▶ _The problem_: Please reproduce every line of the data below without changing anything.

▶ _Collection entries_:
= = = =

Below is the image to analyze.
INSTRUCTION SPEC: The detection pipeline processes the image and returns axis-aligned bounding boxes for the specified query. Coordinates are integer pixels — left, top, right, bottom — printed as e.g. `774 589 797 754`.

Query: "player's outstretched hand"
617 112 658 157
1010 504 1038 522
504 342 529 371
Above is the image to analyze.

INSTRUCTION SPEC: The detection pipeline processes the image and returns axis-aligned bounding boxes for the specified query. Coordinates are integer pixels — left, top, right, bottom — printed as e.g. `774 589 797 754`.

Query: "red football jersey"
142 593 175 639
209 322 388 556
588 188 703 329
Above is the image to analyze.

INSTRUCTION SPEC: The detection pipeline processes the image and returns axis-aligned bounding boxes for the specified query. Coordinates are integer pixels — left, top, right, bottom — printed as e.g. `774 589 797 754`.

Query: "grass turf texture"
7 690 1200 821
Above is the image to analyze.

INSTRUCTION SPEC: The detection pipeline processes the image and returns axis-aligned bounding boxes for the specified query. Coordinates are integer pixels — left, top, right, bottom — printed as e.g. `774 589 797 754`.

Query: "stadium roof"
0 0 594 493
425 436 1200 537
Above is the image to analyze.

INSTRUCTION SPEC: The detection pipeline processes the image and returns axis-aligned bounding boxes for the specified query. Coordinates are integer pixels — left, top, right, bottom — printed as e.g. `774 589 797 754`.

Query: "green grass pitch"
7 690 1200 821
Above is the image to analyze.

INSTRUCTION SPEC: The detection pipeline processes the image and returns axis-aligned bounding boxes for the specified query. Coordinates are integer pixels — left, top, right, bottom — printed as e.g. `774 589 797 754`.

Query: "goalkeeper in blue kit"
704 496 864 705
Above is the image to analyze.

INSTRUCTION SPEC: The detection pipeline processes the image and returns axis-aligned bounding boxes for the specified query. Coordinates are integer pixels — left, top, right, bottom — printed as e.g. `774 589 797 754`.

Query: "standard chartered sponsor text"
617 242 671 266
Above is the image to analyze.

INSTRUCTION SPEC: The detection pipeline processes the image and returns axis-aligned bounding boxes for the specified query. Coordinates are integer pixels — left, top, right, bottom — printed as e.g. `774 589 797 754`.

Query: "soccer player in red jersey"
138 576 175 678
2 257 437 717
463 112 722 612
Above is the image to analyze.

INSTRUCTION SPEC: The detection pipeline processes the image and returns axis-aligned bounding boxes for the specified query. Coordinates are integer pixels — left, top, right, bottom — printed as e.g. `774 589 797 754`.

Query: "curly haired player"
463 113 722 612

= = = =

▶ _The solution_:
Below is the image to analyze.
INSTRUCTION SPEC: The detection pipeline processes the image and returns axis-aligned bounding boxes for the specified query. Coordinates are integer pixels — left, top, right, bottom — printed as e.g. `774 589 797 754`.

Query: "player's outstretched hand"
617 112 658 157
1010 504 1038 522
504 342 529 371
Above is the image to analyze.

INSTRUCTION SPEC: The detection pipeline processes the image and returns axis-aligned bounding boxes for the specified query. Coordinates are integer pixels — left, top, right, bottom — printed as e.g. `774 589 797 754`.

Query: "red football jersey"
142 593 175 639
209 322 388 556
588 188 703 329
Above is the image to analyze.

INSTRUCTION SPEC: The detection pipeline processes the image and returns axis-aligned bounding boxes for the specified query. Coordinates are integer pixels — left, top, right, bottom — printed as e.g. `774 589 797 754`.

Query: "grass turf texture"
7 690 1200 821
Above is the image to analyze.

INSTRUCTION SPEC: The detection pipeline processes the image and returns axis-aligned bounding boxes for the specified query. Coordinates are integer pixels — left, top, right, bottom — printed as e.g. `774 589 797 754`.

Query: "stadium roof"
0 0 594 493
425 436 1200 537
Above is the image to analyze.

INSTRUCTION SPEC: The detection pipeline processes the image and returns axis-aligned bounding boxes for the specified query. Coordinates are integer pixels — left, top, right, bottom — printed as e.g. `774 589 797 754`.

Query: "green grass pitch"
7 690 1200 821
Above is the image to analyze.

INSTRUCTION SPEC: The detection pipeline processes the image and returns axis-aligned bounding boxes for the specified query. Coordinates are integer pixels — left, top, right, bottom — printed as e.g. `774 589 797 754`.

Query: "goalkeeper in blue kit"
704 496 864 705
Above is the image to analyze.

INSTRUCTION SPEC: The detection pipeline processes the image and returns axis-aligned bounding boxes for the specified query. Coordinates are integer pixels — left, top, right, bottom — printed as e.g. `774 589 797 754`.

Query: "standard chartered sponsor text"
617 242 671 266
Above is the image to analyze.

INSTRUCTION SPEC: The detection pipeline processes the image and returns axis-aligned bounding boxes for the specified query. Coordinates are integer pixels — left, top, right, bottom — printed as e.g. `774 589 797 754`.

Query: "soccer player in red jersey"
138 576 175 678
2 257 437 717
463 112 722 612
Above is the image to analyze.

INSTRUCTION SPEC: The detection pipeline processes the image and returns axis-aligned bounding boxes for the specified query. Coordinates are integer pixels — left, top, right, bottom — printed as e.g. `774 589 797 754`.

Query: "curly haired player"
463 113 722 612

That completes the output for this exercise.